_Requirement_: From the passage on powers of attorney, repeat everything from "What is a financial" down to "happens to you.".

_Passage for review_:
■ ■ ■ ■ ■

When creating your estate plan, your primary focus is likely on ensuring your assets get passed down to your beneficiaries as you intend. While that’s undoubtedly an important goal, you should also do what you can to protect those assets – and your broader interests – if you become incapacitated.
One estate planning component you should set up accordingly is a power of attorney. You need a power of attorney for health care and one for finances, or you can designate the same individual to assume both responsibilities. Discussing your wishes for medical care and finances with the individuals you put in these positions is a good idea so they understand what’s expected of them.
What is a health care power of attorney?
A health care power of attorney allows someone to make medical decisions if you’re incapacitated. They work closely with your healthcare providers and can step in if your advance directives don’t include terms about your current needs.
What is a financial power of attorney?
A financial power of attorney allows someone to make decisions about your money and assets if you’re incapacitated. They can pay your bills, manage your bank accounts, take care of your investments and sell or purchase assets. Powers of attorney designations become invalidated if you pass away. The person who administers your estate will assume power over it after your death.
Remember, a power of attorney is only one part of your estate plan. Seeking legal guidance can make setting up a comprehensive plan easier. Getting this done as soon as possible may help you to feel peace of mind since you’ll know that your interests are taken care of if something happens to you.

■ ■ ■ ■ ■

Extracted records:
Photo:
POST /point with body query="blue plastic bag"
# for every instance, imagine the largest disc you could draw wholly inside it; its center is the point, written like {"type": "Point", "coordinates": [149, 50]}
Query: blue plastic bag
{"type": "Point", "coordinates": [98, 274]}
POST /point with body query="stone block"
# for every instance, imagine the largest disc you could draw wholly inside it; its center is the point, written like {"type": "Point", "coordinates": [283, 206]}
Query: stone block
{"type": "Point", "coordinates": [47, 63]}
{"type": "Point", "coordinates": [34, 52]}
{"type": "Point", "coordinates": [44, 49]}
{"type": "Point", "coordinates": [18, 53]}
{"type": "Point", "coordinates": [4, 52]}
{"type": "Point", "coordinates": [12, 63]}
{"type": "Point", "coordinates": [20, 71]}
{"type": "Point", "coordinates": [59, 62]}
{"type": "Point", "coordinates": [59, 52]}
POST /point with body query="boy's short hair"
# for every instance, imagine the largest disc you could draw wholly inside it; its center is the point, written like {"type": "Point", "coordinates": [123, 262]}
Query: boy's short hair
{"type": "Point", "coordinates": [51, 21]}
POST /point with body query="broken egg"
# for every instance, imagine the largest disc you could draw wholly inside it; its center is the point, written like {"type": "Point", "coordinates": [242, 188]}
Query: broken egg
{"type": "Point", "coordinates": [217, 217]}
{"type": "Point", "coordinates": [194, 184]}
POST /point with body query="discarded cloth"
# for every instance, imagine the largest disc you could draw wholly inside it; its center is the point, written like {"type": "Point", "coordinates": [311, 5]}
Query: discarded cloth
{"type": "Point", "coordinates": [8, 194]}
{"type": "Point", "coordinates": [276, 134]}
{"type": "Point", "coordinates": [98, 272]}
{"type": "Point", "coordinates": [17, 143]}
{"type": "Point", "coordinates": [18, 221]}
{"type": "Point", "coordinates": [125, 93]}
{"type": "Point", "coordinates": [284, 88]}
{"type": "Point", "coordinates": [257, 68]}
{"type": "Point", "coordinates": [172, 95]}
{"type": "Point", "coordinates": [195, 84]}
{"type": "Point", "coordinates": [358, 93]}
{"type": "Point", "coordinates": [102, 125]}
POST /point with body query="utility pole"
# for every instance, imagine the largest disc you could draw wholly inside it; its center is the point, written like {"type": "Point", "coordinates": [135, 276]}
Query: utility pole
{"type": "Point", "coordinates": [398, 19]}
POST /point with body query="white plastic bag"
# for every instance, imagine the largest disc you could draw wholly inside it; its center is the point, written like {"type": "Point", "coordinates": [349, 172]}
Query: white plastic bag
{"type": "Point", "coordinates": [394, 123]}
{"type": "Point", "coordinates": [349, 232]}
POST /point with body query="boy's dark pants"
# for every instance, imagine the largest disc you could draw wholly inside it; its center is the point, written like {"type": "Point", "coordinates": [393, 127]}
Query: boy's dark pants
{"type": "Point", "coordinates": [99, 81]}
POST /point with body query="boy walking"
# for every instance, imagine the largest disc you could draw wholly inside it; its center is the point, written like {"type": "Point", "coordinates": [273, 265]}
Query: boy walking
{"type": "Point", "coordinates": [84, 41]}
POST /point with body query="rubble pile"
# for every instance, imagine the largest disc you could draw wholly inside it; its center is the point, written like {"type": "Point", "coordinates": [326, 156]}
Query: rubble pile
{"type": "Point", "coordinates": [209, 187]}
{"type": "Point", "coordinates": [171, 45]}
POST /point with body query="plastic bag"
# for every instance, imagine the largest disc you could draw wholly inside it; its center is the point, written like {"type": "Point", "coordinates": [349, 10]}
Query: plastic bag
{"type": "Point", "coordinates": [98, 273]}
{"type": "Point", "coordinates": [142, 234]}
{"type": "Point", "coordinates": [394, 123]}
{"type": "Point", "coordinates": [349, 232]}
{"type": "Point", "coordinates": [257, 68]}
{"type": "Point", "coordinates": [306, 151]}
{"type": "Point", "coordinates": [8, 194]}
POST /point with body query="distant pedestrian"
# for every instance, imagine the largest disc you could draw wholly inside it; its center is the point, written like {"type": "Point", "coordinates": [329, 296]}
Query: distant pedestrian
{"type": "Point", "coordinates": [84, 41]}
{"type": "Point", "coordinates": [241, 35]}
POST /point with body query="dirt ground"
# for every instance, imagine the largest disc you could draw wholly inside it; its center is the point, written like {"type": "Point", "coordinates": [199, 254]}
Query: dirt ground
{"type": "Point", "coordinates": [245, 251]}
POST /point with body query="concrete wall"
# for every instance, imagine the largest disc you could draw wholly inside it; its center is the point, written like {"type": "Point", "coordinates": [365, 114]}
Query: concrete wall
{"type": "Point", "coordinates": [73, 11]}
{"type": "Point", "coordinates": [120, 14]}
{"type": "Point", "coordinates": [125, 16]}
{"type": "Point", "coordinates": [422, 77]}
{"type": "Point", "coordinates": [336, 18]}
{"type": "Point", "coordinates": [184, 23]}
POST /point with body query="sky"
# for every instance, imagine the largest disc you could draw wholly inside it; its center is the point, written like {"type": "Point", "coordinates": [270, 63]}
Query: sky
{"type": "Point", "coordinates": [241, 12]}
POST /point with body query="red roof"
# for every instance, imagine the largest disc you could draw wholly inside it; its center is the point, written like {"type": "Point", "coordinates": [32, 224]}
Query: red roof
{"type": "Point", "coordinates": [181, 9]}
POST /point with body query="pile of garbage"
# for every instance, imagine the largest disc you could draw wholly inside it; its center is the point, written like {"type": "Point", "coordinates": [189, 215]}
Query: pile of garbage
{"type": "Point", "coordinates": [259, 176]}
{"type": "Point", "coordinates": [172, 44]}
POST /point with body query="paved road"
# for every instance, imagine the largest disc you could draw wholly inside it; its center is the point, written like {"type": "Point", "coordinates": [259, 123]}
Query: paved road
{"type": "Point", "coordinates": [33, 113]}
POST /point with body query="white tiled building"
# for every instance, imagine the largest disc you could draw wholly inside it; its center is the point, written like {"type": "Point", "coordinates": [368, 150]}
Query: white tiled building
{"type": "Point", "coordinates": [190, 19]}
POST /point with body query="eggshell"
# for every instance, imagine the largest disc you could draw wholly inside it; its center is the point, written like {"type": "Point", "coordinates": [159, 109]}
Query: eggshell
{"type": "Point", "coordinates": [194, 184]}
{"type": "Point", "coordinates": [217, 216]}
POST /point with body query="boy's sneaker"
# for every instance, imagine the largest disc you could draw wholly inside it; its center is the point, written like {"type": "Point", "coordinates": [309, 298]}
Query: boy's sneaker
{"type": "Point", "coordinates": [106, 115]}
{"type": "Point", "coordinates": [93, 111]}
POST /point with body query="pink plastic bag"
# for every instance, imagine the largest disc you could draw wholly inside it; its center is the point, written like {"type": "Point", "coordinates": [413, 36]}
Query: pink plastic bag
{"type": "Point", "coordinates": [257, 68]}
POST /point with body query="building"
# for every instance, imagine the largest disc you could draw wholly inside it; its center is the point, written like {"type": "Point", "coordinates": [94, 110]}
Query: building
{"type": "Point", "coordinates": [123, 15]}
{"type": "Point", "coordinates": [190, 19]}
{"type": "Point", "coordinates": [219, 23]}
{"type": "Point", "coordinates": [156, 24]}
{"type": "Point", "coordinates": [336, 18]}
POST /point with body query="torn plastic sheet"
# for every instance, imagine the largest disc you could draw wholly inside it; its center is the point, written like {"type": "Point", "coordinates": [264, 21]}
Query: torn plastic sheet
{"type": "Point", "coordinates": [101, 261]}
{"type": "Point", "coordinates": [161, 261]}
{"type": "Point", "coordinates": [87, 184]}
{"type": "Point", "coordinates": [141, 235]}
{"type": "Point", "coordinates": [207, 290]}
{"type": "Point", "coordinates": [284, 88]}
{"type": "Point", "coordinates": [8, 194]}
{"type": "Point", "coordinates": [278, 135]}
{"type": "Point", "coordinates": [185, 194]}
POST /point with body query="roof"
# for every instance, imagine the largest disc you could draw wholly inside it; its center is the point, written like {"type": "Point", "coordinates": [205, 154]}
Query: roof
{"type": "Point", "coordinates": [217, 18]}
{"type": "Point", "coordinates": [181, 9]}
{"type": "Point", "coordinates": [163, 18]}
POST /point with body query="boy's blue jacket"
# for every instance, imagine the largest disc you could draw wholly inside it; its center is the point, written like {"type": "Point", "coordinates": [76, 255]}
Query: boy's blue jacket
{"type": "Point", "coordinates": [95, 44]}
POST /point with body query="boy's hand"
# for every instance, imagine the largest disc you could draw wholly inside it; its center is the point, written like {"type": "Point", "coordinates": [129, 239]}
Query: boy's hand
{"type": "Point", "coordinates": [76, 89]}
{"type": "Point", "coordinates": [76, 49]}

■ ■ ■ ■ ■

_Answer box_:
What is a financial power of attorney?
A financial power of attorney allows someone to make decisions about your money and assets if you’re incapacitated. They can pay your bills, manage your bank accounts, take care of your investments and sell or purchase assets. Powers of attorney designations become invalidated if you pass away. The person who administers your estate will assume power over it after your death.
Remember, a power of attorney is only one part of your estate plan. Seeking legal guidance can make setting up a comprehensive plan easier. Getting this done as soon as possible may help you to feel peace of mind since you’ll know that your interests are taken care of if something happens to you.